-- Start of Document passage --
United States v. Webster

Opinion of the Court

GEORGE W. Latimer, Judge:

The accused pleaded guilty before a special court-martial to larceny, in violation of Article 121, Uniform Code of Military Justice, 10 USC § 921. He was accordingly convicted and sentenced to a bad-conduct discharge, confinement for four months, partial forfeitures, and reduction in grade. The convening authority reduced the confinement and forfeitures and suspended the bad-conduct discharge until completion of appellate review. Intermediate appellate authorities affirmed, but the Secretary of the Navy suspended the bad-conduct ' discharge for a twelve-month probationary period.

We granted review to consider whether reference to a Secretary of the Navy policy letter by the convening authority deprived the accused of a fair and impartial review. In his action, the convening authority recited the following:

“Inasmuch as a plea of guilty was entered to the charge of larceny as contained in the Specification of the Charge, the provisions of SECNAV Instruction 5815.2A are invoked and the following is a synopsis of the circumstances during the offense.”

There follows a discussion of the circumstances surrounding the offense which the accused had described in a pretrial investigation. The commanding officer was obviously referring to paragraph 5b (2) of SECNAV Instruction 5815.2A (March 12, 1956), which provides:

“5. Action
“a. Commanding officers are directed to apprise members of their commands of the foregoing policy.
“b. (2) where a plea of guilty has been entered by the accused, the convening authority shall include a synopsis of the circumstances of the offense in amplification of the statements set forth in the specification.”

One of the purposes of this section is to acquaint appellate authorities with the Tacts surrounding the offense so that they may better exercise their discretion in granting or denying clemency to an accused. No doubt those officials through whom the record passes in the appellate stages, including the Secretary of the Navy, would find it difficult to grant clemency simply on a plea of guilty for, as the policy letter itself states, “A determination can be made only after considering all the circumstances of the offenses and by the exercise of mature judgment.” Indicative of the benefits which may accrue from this procedure in other cases and those which occurred in the case at bar is the fact that the Secretary of the Navy suspended the accused’s bad-conduct discharge for a twelve-month period with a provision for automatic remission.
-- End of Document passage --
Problem a:
List each part of the sentence the special court-martial imposed on the accused, according to the opinion.
-- Start of Exercise data --
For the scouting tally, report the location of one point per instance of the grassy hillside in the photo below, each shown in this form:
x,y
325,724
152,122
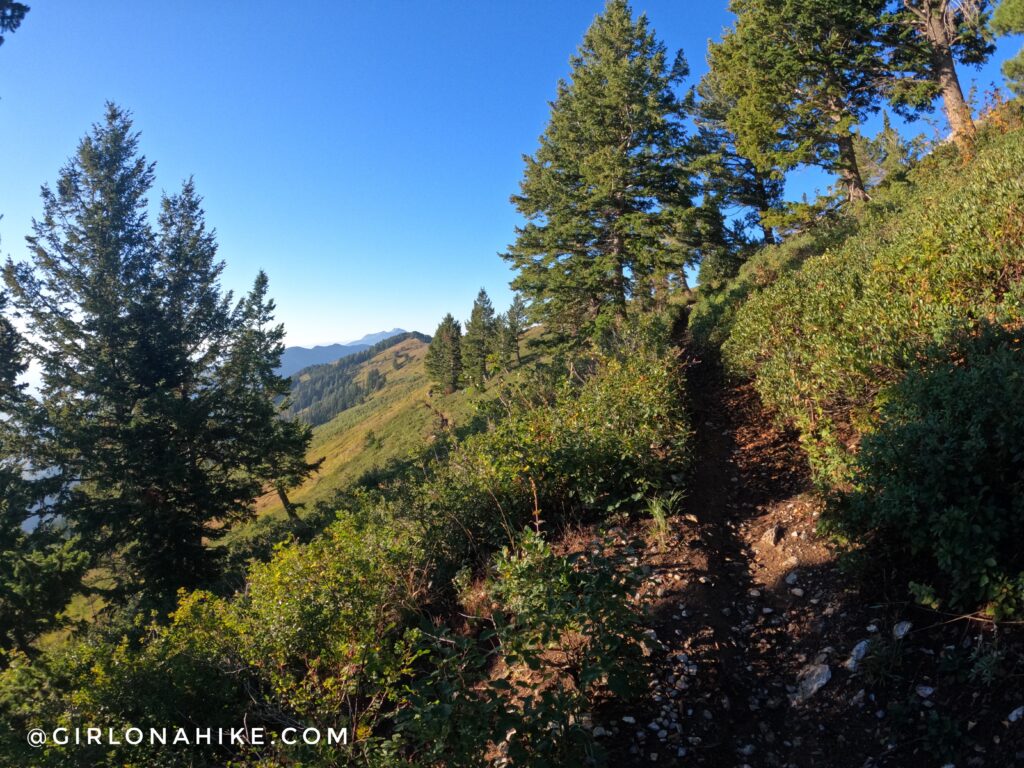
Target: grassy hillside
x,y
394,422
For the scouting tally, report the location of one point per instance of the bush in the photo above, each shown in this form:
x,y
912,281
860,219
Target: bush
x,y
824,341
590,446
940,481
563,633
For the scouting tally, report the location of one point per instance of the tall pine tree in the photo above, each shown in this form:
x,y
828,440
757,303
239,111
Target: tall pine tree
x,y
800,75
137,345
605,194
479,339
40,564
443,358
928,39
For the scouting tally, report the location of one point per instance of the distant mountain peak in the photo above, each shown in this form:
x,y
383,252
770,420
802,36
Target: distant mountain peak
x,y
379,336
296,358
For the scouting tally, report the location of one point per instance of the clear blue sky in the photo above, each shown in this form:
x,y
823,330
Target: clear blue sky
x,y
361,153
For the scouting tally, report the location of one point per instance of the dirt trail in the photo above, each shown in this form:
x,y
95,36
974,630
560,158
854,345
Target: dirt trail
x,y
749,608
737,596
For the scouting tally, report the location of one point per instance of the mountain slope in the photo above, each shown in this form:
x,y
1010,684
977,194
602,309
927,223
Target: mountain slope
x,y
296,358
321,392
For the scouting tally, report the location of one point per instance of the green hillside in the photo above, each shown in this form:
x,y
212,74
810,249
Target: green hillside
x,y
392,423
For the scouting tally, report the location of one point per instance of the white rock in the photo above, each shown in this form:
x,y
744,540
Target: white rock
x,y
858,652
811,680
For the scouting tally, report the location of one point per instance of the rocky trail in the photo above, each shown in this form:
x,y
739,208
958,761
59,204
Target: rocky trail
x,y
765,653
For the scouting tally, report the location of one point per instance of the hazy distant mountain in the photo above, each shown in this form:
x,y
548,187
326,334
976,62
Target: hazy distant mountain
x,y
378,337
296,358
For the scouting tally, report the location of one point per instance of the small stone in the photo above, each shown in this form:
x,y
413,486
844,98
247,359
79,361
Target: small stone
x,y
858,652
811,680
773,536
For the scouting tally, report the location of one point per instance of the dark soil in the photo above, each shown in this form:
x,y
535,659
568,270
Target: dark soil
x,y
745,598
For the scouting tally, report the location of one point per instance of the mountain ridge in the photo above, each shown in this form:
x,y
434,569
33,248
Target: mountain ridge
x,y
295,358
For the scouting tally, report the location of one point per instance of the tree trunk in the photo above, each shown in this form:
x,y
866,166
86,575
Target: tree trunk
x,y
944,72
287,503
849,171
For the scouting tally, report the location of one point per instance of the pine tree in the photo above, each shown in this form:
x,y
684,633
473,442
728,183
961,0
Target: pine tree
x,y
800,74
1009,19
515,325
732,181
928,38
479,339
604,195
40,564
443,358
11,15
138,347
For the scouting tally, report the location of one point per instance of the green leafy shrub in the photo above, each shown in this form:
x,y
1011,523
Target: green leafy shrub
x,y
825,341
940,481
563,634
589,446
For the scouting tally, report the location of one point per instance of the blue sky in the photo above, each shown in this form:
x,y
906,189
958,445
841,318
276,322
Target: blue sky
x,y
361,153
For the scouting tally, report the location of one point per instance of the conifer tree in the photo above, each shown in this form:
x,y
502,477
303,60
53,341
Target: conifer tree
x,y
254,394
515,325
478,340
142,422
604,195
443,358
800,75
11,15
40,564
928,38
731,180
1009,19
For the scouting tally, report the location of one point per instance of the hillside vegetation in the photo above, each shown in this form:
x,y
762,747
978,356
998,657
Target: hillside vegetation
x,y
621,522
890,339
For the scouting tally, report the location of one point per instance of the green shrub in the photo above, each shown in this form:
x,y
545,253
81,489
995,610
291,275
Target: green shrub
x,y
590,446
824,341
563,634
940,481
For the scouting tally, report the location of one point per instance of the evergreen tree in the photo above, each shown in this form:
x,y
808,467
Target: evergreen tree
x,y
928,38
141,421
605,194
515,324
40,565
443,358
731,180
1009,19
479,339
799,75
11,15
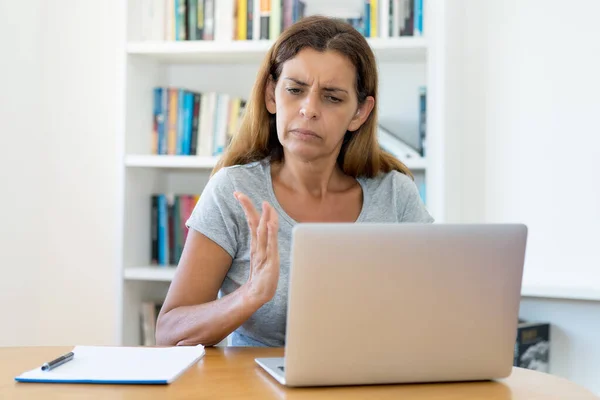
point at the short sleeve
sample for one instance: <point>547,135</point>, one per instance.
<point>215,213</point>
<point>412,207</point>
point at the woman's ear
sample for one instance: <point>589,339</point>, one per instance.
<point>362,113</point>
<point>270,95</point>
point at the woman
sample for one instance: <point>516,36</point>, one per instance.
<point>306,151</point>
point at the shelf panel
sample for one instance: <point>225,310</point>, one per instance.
-- End of Exercise data --
Problem b:
Pull out every line of the rows that contains the string "trail", matching case exactly.

Task answer a:
- A bad-conduct discharge
- Confinement for four months
- Partial forfeitures
- Reduction in grade

Task answer b:
For the scouting tally, report the location of one point per instance of the dirt trail in the photo above, each shown in this form:
Target: dirt trail
For the scouting tally, report the location of one point per instance of the rocky trail in the photo above, each shown in this form:
Target: rocky trail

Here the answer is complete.